[Problem to work on]:
Which lines in the listing below contain the word "vent"? Pick them out and copy each one in full.

[Data lines]:

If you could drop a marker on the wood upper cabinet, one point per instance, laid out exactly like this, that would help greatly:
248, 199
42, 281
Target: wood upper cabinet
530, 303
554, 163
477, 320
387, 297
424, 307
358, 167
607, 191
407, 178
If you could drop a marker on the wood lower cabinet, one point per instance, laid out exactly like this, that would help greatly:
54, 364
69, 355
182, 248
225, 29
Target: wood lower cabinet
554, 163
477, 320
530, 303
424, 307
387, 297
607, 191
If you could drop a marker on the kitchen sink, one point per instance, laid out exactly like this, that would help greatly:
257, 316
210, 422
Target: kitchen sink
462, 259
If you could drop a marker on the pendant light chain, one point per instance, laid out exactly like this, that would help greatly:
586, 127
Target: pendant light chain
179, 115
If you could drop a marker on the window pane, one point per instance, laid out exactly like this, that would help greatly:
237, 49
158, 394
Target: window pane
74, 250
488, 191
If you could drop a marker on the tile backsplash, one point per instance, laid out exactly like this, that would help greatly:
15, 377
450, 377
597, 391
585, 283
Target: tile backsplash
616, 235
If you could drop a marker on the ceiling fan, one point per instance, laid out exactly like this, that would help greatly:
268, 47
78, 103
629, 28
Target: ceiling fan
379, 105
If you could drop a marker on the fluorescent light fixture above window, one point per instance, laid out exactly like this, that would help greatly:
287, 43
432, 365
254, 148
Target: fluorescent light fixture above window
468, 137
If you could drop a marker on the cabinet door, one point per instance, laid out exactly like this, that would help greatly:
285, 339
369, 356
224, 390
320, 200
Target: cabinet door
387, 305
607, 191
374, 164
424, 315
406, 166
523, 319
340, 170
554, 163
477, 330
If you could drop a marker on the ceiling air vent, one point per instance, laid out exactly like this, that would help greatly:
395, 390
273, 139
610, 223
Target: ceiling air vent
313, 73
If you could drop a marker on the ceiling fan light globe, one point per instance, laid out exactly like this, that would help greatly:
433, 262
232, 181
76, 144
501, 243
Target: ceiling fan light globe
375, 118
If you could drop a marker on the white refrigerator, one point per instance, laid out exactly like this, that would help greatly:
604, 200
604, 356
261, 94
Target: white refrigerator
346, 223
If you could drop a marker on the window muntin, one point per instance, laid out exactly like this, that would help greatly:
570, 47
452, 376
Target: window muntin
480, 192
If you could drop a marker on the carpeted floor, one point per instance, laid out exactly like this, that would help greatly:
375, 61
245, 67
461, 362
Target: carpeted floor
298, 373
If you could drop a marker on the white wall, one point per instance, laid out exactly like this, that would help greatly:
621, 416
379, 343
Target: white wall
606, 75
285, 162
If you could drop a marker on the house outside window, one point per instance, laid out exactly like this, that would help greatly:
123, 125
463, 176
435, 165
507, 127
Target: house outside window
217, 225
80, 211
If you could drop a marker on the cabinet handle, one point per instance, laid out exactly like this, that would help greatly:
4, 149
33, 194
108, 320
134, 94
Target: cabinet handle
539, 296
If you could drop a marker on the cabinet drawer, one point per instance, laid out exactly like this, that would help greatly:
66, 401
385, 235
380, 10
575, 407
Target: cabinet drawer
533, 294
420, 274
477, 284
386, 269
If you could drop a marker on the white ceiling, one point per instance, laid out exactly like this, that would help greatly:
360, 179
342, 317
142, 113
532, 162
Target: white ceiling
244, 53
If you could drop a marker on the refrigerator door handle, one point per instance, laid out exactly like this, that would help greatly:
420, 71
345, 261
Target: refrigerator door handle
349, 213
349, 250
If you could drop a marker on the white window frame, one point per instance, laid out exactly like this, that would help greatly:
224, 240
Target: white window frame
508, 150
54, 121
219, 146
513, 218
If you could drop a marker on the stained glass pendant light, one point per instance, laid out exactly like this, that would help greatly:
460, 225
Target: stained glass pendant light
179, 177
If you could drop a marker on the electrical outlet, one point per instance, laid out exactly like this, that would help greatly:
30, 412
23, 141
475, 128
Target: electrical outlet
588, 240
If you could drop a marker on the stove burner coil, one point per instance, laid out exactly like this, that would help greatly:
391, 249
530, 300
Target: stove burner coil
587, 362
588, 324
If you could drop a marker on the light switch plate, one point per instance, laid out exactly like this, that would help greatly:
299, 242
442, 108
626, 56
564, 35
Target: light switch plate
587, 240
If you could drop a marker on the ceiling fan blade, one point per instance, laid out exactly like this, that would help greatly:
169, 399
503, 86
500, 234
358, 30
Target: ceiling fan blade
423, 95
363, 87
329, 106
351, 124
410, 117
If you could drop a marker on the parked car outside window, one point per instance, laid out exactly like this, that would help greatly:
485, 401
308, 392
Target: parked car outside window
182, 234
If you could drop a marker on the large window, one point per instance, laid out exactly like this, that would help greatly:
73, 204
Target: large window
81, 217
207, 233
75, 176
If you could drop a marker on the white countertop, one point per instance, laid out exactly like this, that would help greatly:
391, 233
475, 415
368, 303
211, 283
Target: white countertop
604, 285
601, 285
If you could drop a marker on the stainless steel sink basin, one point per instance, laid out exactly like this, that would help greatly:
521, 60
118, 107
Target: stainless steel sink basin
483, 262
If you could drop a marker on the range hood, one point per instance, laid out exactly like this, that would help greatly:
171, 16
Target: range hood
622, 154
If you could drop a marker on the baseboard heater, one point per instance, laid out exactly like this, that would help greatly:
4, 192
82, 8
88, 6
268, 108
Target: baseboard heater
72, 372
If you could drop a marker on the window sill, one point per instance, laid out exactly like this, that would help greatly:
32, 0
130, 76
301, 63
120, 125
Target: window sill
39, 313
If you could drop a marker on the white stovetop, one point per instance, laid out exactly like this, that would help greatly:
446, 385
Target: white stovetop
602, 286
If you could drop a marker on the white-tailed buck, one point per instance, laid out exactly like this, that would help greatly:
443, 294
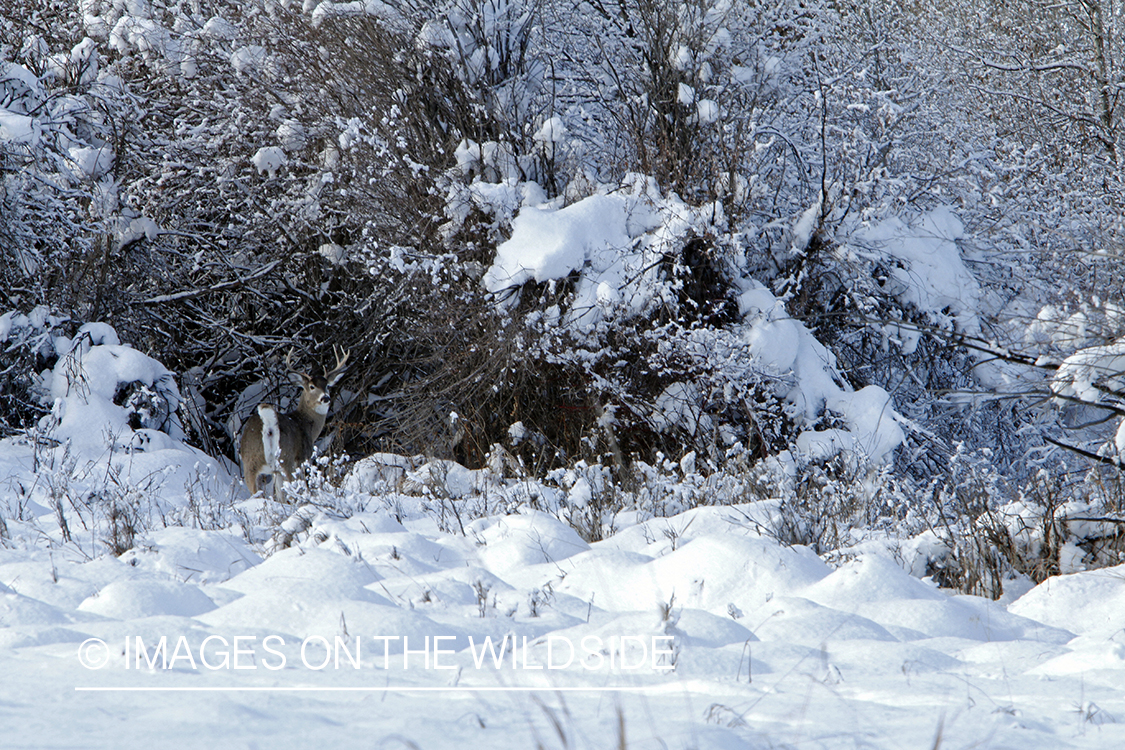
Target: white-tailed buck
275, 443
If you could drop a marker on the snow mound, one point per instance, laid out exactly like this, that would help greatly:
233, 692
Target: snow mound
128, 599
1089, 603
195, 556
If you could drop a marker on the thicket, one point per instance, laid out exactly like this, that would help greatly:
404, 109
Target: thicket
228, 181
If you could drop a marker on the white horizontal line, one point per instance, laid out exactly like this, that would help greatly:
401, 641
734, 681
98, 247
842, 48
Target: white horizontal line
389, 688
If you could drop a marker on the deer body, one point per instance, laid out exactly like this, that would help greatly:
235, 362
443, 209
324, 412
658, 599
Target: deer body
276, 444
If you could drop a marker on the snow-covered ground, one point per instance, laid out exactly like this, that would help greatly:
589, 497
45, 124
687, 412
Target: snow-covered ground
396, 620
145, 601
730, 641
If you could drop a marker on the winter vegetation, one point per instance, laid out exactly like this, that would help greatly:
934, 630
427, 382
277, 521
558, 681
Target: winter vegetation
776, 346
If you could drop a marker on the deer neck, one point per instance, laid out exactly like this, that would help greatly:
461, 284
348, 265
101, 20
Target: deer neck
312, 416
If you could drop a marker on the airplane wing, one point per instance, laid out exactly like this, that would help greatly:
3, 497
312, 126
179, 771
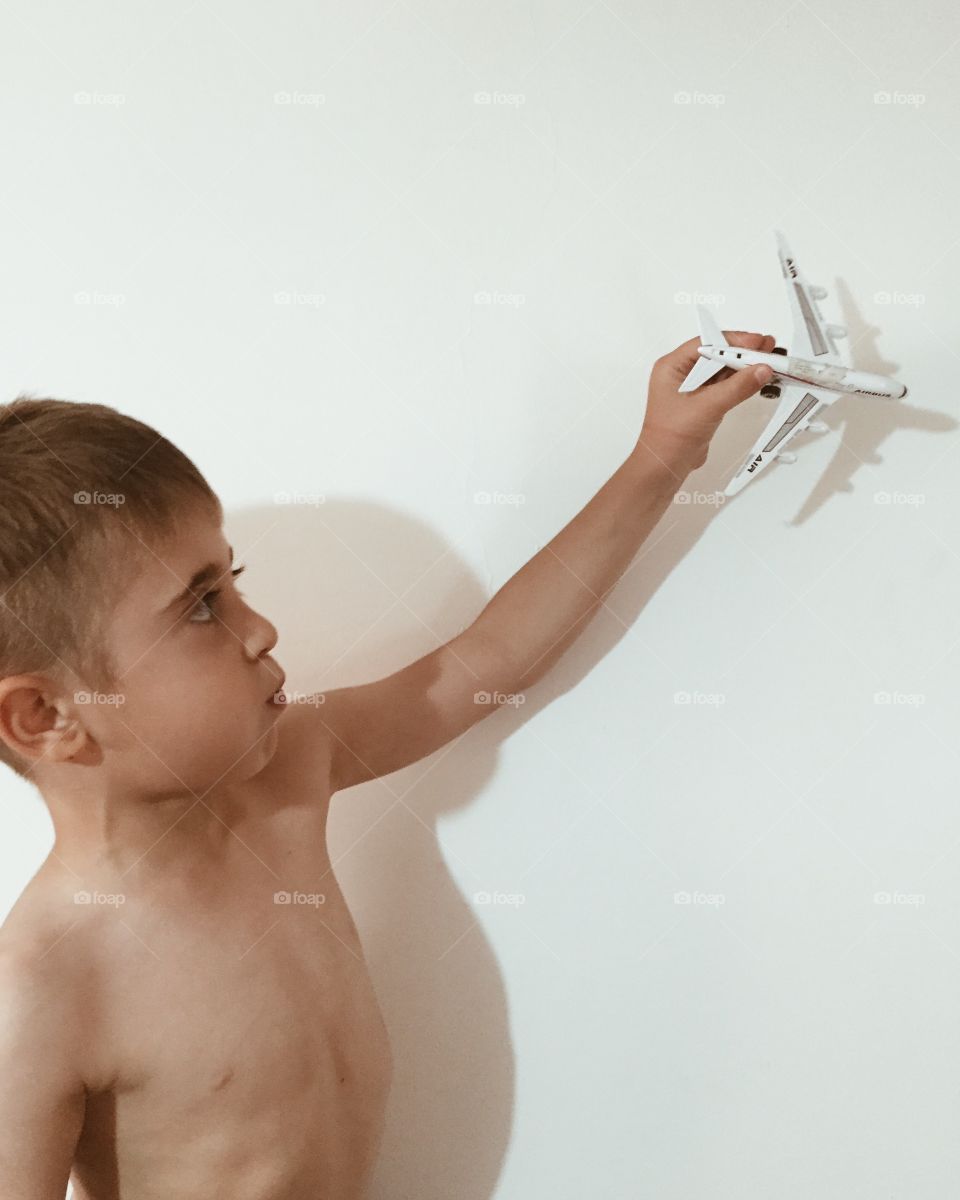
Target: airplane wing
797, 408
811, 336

---

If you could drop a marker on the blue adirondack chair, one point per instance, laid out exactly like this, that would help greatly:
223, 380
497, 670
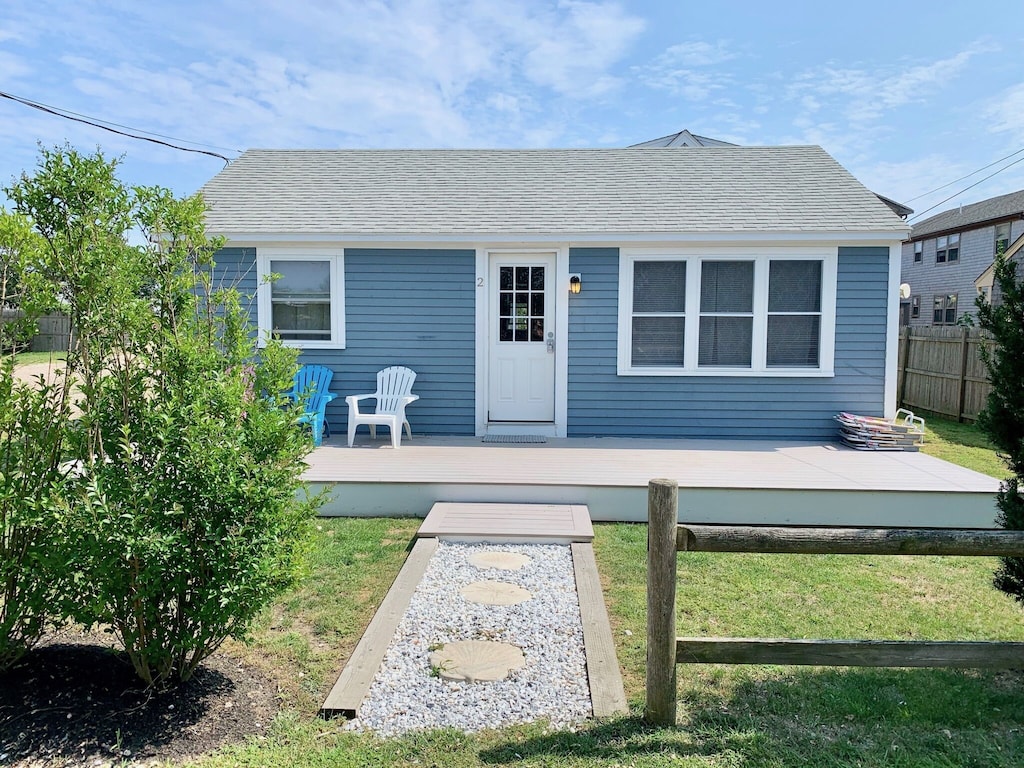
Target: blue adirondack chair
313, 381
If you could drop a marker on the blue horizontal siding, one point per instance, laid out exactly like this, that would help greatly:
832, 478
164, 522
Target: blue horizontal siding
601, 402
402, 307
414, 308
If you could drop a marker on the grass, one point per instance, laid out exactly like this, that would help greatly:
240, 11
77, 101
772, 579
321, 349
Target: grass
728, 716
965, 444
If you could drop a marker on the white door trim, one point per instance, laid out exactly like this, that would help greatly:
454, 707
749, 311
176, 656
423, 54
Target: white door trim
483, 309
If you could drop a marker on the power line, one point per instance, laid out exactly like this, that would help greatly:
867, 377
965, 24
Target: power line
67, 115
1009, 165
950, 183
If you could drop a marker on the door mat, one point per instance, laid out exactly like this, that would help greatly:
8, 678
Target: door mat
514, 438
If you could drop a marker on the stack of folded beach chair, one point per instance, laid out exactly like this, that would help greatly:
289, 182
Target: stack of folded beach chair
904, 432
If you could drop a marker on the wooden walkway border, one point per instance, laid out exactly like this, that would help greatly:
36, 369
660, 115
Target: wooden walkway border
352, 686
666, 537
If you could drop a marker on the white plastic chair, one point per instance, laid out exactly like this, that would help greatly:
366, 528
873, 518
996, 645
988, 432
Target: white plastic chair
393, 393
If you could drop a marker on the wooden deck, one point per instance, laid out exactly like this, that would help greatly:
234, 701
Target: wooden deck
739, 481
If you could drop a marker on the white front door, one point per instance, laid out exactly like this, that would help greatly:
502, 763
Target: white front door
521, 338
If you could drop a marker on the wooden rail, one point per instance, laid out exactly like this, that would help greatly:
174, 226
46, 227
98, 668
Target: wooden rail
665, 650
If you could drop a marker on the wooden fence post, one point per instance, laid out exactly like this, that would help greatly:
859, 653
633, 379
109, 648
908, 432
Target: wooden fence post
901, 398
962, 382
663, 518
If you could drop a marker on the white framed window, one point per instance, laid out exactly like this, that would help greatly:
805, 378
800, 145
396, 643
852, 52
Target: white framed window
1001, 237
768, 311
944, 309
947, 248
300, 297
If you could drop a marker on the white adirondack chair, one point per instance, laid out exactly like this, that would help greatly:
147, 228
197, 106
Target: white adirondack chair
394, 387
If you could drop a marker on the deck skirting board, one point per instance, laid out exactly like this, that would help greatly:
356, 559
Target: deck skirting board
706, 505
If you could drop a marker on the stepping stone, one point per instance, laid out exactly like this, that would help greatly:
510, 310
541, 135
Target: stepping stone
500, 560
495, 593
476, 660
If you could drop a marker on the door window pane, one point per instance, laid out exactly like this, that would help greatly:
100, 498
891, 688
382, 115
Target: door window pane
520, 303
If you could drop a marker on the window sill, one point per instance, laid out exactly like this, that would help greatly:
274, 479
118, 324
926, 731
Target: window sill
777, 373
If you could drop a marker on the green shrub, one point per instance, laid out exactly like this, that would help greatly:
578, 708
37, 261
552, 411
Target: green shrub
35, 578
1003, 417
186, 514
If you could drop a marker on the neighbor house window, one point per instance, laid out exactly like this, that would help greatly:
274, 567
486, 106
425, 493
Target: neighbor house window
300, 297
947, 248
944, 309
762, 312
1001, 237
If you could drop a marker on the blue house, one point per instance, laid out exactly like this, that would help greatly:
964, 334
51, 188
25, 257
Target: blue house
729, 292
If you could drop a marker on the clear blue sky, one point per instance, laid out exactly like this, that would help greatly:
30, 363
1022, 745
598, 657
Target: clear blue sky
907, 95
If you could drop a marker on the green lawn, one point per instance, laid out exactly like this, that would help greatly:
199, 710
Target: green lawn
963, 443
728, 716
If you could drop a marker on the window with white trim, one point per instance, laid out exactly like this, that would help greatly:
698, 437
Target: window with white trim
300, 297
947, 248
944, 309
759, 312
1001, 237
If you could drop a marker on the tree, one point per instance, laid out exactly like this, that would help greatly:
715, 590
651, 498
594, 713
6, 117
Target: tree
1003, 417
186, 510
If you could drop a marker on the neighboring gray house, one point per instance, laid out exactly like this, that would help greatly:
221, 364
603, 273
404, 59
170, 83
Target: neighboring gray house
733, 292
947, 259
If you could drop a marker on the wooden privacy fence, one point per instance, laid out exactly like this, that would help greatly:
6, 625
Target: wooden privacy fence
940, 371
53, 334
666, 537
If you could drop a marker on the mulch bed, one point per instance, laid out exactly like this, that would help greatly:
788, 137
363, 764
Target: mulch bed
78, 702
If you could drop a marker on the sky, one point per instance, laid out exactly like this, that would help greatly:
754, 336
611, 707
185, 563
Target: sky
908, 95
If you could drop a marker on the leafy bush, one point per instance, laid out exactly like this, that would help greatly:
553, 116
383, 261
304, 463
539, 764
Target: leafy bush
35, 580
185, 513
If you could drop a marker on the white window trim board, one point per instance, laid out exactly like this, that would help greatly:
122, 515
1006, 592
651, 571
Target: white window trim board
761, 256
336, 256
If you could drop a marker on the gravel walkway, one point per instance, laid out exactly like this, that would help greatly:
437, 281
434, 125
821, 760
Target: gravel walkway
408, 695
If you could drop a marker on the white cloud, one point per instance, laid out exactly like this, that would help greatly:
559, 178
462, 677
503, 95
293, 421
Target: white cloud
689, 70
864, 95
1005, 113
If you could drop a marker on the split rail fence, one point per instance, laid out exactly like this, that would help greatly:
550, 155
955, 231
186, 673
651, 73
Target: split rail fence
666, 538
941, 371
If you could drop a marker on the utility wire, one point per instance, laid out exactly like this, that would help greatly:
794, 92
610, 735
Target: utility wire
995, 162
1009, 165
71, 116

[Expected output]:
If you could drop a marker on the ceiling air vent, one point per instance, laid out exactly like this, that would help greatly:
Target: ceiling air vent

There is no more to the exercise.